確認用の本文

【特集】睡眠でワタシを変える
コラム 女性の健康
【特集】睡眠でワタシを変える
これまで2000人の女性に睡眠のとり方を指導し悩みを解決してきた睡眠改善インストラクターの小林麻利子さんにお話をお聞きします。毎日の習慣を少し変えるだけで睡眠が変わり、体と心が生まれ変わったような自分に出会えるかもしれません。
「健康な体をつくるために睡眠は大事」誰もがよく聞く言葉です。あなたはよい睡眠がとれていますか? 体調は万全で、気持ちは前向きに保てていますか? そもそも理想的な睡眠とはどのように眠ることなのでしょうか。これまで2000人の女性に睡眠のとり方を指導し悩みを解決してきた睡眠改善インストラクターの小林麻利子さんにお話をお聞きします。毎日の習慣を少し変えるだけで睡眠が変わり、体と心が生まれ変わったような自分に出会えるかもしれません。
※2019年8月24日発刊「女性のための健康生活マガジン jineko vol.43 2019 Autumn」の記事です。
- 「不妊治療の流れ」まとめ
- ●自律神経を整えると世界が変わる。そのためには眠りの改善がポイント
●感情を感情でコントロールしない。行動して習慣を変えることが大事です
自律神経の乱れがすべての不調の根源
よく眠れない、朝起きた時に爽快感がない、ずっと便秘が続いている。あるいはストレス太り、生理不順、肌荒れ…。こうした悩みを抱えながらも日々の仕事に追われたり、体質だからしかたないと諦めていたり。でも実はほとんどの不調、悩みの原因は自律神経の乱れにあります。

担当タスク
睡眠についての本文を、最初から最後まで一字一句そのまま書き写してもらえますか？ 本文に書かれていることだけを手がかりにしてください。

[コレクションから抜き出した項目]
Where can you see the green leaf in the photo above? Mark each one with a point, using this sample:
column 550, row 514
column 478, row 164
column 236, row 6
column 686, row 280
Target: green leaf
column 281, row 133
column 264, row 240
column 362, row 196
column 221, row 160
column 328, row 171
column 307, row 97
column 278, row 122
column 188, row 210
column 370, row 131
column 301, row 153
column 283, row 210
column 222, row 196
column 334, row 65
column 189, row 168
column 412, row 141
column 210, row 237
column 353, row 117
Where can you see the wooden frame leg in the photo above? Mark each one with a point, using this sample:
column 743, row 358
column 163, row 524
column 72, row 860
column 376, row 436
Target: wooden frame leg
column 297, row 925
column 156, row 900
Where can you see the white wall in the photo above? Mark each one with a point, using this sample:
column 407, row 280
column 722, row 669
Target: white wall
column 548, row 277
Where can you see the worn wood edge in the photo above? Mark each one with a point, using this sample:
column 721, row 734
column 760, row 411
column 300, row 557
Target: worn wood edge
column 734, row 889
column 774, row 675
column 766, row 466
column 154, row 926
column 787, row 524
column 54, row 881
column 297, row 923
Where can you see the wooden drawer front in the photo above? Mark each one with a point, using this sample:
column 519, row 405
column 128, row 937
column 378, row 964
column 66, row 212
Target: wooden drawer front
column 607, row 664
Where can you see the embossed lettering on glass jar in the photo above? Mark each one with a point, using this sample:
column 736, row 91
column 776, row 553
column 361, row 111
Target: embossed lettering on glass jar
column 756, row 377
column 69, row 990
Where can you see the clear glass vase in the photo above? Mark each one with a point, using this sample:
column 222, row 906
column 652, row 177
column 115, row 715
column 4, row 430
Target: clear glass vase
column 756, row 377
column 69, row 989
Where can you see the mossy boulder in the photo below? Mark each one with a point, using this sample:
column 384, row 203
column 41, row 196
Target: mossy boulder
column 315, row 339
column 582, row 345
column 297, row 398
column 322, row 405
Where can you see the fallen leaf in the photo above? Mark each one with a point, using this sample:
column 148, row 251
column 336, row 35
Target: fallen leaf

結果
【特集】睡眠でワタシを変える
コラム 女性の健康
【特集】睡眠でワタシを変える
これまで2000人の女性に睡眠のとり方を指導し悩みを解決してきた睡眠改善インストラクターの小林麻利子さんにお話をお聞きします。毎日の習慣を少し変えるだけで睡眠が変わり、体と心が生まれ変わったような自分に出会えるかもしれません。
「健康な体をつくるために睡眠は大事」誰もがよく聞く言葉です。あなたはよい睡眠がとれていますか? 体調は万全で、気持ちは前向きに保てていますか? そもそも理想的な睡眠とはどのように眠ることなのでしょうか。これまで2000人の女性に睡眠のとり方を指導し悩みを解決してきた睡眠改善インストラクターの小林麻利子さんにお話をお聞きします。毎日の習慣を少し変えるだけで睡眠が変わり、体と心が生まれ変わったような自分に出会えるかもしれません。
※2019年8月24日発刊「女性のための健康生活マガジン jineko vol.43 2019 Autumn」の記事です。
- 「不妊治療の流れ」まとめ
- ●自律神経を整えると世界が変わる。そのためには眠りの改善がポイント
●感情を感情でコントロールしない。行動して習慣を変えることが大事です
自律神経の乱れがすべての不調の根源
よく眠れない、朝起きた時に爽快感がない、ずっと便秘が続いている。あるいはストレス太り、生理不順、肌荒れ…。こうした悩みを抱えながらも日々の仕事に追われたり、体質だからしかたないと諦めていたり。でも実はほとんどの不調、悩みの原因は自律神経の乱れにあります。